Region pointing data:
····················

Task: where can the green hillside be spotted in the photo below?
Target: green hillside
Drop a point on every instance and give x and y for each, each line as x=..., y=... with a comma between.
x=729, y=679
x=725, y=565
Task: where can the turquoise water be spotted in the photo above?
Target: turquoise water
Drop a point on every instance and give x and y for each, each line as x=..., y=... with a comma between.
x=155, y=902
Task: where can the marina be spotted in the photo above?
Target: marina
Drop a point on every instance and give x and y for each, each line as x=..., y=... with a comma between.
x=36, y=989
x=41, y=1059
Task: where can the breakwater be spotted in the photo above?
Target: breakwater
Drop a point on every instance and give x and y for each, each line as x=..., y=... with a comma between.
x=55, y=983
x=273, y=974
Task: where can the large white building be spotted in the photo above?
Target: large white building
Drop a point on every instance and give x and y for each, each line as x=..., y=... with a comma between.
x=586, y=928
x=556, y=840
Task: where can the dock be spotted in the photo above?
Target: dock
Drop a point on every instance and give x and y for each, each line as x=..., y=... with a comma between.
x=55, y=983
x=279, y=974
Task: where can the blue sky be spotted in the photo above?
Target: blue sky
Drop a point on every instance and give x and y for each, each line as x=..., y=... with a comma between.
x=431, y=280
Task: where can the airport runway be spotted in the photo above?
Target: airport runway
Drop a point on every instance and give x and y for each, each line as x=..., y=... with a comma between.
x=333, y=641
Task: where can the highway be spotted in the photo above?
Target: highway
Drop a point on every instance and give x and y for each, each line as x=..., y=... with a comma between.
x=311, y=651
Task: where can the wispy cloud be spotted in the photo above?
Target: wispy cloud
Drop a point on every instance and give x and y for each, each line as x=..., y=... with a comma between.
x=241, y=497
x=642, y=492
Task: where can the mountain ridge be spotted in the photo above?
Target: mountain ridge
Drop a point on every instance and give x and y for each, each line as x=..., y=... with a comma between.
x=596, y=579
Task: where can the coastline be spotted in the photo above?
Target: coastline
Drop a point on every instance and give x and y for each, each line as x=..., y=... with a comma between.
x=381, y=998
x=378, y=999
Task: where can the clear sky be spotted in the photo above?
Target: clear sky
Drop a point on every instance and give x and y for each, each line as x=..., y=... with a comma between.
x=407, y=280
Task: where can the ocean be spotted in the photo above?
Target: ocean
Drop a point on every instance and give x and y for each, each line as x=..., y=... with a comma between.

····················

Exercise >>
Only lines that contain "large" are needed, so copy each of them from the data.

Solution >>
Task: where can the large white building be spotted in the photo above?
Target: large white building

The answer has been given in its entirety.